··· Trecho fornecido ···

Gostava muito de levar o sobrinho Mário com ele. Mário era grande, ao contrário de Dutra. Certa feita tomaram tantas, que Alberto chegou em casa com um paletó enorme, enquanto Mário levou um pequeno. No dia seguinte destrocaram as roupas.
Já idoso, no Rio, estava com o genro Pedro e a certa altura foi com ele para um barzinho que ficava no "hall" de entrada do apartamento do filho Carlito, onde Dutra morava. Pedro estranhou o descuido do sogro: "Seu Dutra, dona Branca não vai perceber que estamos bebendo ?". Mas o velho não era bobo: "Calma! O vento vem da cozinha para a sala. O cheiro não pode ir para lá." Gostava muito da companhia feminina e várias vezes levava a sobrinha Gilda para acompanhá-lo. Ficava bebendo cervejas e contando anedotas num barzinho da Av. Rio Branco ou noutro no cais de embarque da balsa Rio-Niterói.
Em 1956 o casal deixou Campos, vendendo sua casa na rua Barão da Lagoa Dourada para viver com o filho Carlos Alberto, recém-casado, no bairro de Copacabana, no Rio de Janeiro, vivendo de rendas, parcas por sinal. Lembramo-nos do vovô como uma pessoa relativamente baixa (cerca de 1,65 m de altura), muito moreno, algo gordo e com ralos cabelos, que penteava de um lado para outro tentando esconder a calvície.
Vovó tinha mais ou menos a mesma altura e cabelos fartos e brancos. Dizem que tinha gênio pacato (sangue de barata, dizia vovô) até a ida do filho para a guerra. A partir daí passou a ficar muito encrenqueira, exceto para com os netos.
Nessa casa e sem ocupação outra que pequenos consertos na própria casa, a pitada nos cigarros que ele mesmo fazia e a leitura de jornais, Alberto Antônio, homem dinâmico, ia envelhecendo. Salvo algumas viagens à casa da filha em São Paulo ou a Campos, onde morava o filho caçula, ele pouco saía da apartamento. Maria ainda andava um pouco, indo diariamente à missa na igreja de Santa Terezinha.
Neste estado de coisas, Alberto Antônio vivia até que, em agosto de 1968 sentiu-se muito mal. O filho Carlos Alberto fiscal do INPS, estava a serviço em Cornélio Procópio (PR). Sua filha e o genro Pedro foram ao Rio buscá-lo para recuperar-se em São Paulo e souberam que fôra internado pelo sobrinho Nilson no Hospital Nossa Senhora do Carmo, de cuja Ordem Alberto Antônio era irmão. Porém pouco pôde ser feito e a 25 de agosto de 1968 ele desaparecia.

···

• _Tarefa_
Prossiga o relato sobre Alberto Antônio a partir do ponto em que ele termina. Os itens não são necessários.

··· Dados para análise ···

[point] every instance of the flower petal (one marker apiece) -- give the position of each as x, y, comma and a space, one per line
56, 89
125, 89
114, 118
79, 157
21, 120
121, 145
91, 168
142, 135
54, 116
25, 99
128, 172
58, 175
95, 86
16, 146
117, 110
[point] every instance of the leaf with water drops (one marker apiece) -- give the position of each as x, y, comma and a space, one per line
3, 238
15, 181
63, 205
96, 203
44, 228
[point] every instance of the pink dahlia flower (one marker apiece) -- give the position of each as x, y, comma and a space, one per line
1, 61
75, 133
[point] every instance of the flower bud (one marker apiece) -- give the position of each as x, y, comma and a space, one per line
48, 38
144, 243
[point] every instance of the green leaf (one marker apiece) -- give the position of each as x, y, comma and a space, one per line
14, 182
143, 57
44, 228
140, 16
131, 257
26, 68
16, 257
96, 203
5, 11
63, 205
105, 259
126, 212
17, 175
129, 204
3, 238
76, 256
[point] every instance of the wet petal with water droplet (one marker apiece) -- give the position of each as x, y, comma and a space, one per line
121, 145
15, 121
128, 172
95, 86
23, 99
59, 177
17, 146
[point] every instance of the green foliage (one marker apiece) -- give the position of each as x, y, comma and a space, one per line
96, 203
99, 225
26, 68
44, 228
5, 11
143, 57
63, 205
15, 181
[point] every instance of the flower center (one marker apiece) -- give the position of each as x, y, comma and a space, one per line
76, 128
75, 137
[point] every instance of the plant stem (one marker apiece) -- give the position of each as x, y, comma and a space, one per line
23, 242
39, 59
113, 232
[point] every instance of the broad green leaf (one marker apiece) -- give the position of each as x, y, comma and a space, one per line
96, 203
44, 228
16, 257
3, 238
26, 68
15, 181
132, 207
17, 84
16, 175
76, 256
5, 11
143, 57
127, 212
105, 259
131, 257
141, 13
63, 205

···

• _Resposta_
Seu corpo foi sepultado no cemitério da Ordem (no Caju), no Rio de Janeiro mesmo às exéquias compareceram inúmeros parentes e amigos, inclusive o Dr. Ernane Galvêas, que, como Dutra profetizara muitos anos antes, chegou a ministro, em janeiro de 1980.
Em fins de 1986 ela foi morar em São Paulo, com a filha que havia ficado viúva. Como Maria Izabel morreu de repente (Branca só iria saber disso muitos meses depois), os filhos disseram que a irmã estava internada em estado grave e, por isso, iriam levá-la (Branca) para Campos, para a casa do filho Betinho. Por azar, naquela manhã faltou luz no prédio em que Maria Izabel morava. Branca. Branca foi descida os seis andares em uma cadeira levada pelos netos Marco Polo e Paulo de Tarso. Essa cadeira levou Maria Izabel ao hospital onde morreu e também Branca de São Paulo, para sempre.
Ficou alguns poucos meses no Rio, passando a morar na Casa de Saúde São Luis (no bairro do Caju) a 6 de dezembro de 1987. Quase cega e surda, embora não de todo alienada do mundo. Recebia visita diário do filho Carlos Alberto. Entretanto, não há como negar, que ela vivia solitariamente. No Natal de 1988 os netos de São Paulo foram comemorar a data com ela porém Branca não mais os reconheceu. Era o princípio do fim. Debilitada por se recusar a comer ela foi levada à enfermaria do asilo, onde era alimentada com soro. Poucos dias depois, a 8 de janeiro de 1989 entregou, por fim, sua alma a Deus. Seu corpo foi depositado no cemitério do Caju, onde o marido descansava.